[Opening SOURCE DATA section]
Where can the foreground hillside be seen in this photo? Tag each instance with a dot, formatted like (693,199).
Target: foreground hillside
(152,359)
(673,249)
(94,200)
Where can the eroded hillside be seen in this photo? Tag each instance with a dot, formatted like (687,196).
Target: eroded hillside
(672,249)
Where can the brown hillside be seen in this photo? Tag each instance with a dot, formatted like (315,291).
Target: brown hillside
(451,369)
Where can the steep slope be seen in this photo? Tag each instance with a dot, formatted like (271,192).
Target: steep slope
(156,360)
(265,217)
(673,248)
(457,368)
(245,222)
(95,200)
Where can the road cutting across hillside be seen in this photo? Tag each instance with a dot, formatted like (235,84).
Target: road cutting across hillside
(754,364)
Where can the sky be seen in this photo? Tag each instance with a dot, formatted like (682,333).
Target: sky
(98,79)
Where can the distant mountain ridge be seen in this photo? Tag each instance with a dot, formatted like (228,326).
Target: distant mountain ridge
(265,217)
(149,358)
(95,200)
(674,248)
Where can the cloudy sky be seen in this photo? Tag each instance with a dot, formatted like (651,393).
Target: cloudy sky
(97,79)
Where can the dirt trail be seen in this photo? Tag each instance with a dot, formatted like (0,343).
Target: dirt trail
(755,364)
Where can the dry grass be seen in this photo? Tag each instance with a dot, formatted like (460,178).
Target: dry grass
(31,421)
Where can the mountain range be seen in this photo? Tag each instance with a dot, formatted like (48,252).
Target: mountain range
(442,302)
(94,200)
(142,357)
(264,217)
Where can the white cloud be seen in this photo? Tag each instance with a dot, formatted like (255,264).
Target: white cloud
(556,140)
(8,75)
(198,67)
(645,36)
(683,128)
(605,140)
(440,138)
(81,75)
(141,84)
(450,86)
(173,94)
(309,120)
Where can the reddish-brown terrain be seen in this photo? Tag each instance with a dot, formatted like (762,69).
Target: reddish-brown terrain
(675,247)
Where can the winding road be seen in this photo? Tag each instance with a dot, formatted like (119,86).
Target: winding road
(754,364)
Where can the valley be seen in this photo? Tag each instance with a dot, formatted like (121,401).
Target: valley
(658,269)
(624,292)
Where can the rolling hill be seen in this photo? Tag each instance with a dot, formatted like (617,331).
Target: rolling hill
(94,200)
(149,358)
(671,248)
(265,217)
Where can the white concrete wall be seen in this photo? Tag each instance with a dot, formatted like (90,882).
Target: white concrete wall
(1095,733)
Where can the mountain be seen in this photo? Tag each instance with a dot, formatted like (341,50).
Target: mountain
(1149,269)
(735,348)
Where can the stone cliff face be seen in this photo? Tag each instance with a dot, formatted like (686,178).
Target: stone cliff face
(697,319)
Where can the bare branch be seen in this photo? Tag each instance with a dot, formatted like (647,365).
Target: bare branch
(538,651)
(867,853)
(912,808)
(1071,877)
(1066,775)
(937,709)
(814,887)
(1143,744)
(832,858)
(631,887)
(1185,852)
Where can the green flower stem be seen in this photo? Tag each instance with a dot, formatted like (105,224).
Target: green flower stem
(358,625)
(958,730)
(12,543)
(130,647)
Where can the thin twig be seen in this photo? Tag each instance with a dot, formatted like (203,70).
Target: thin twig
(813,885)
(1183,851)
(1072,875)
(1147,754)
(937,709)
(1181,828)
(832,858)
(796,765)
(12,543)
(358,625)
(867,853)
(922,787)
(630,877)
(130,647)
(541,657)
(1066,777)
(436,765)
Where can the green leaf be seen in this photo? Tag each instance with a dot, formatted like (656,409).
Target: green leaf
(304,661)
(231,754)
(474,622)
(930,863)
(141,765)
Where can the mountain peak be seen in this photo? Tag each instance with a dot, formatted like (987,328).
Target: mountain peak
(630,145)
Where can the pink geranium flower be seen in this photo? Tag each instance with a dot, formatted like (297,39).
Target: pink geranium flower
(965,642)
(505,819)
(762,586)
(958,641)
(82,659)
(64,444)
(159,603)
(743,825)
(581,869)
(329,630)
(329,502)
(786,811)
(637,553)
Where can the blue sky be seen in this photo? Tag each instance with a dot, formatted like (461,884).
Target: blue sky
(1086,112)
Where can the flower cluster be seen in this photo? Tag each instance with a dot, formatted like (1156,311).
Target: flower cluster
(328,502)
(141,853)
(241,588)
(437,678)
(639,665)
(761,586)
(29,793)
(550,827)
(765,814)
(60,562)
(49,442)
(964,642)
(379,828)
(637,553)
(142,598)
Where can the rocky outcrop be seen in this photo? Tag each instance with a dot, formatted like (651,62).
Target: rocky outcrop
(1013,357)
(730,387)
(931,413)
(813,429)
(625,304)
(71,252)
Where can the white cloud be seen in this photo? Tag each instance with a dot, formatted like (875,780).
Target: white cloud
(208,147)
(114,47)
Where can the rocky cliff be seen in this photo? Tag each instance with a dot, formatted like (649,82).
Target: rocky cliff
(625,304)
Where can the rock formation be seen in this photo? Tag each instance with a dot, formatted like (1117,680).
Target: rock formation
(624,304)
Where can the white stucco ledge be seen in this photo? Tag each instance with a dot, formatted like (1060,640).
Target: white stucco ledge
[Closing SOURCE DATA section]
## YOUR OBJECTIVE
Retype, without any change, every line from the one with "Target: rocky outcrop" to the bottom of the listing.

## TASK SOLUTION
Target: rocky outcrop
(1013,357)
(730,387)
(931,413)
(813,429)
(625,304)
(71,252)
Where can the white cloud be seen in this photo? Tag each instance with a dot, formatted like (875,780).
Target: white cloud
(208,147)
(114,47)
Where can the rocky cliff be seen in this photo? Tag each instance with a dot, formatted like (649,82).
Target: rocky cliff
(625,304)
Where can the rock formation be seen in this photo? Tag each instance with a dot, formatted like (1117,680).
Target: rock formation
(624,304)
Where can the white stucco ledge be seen in this photo? Tag each instance with a dot, formatted like (1060,640).
Target: white stucco ledge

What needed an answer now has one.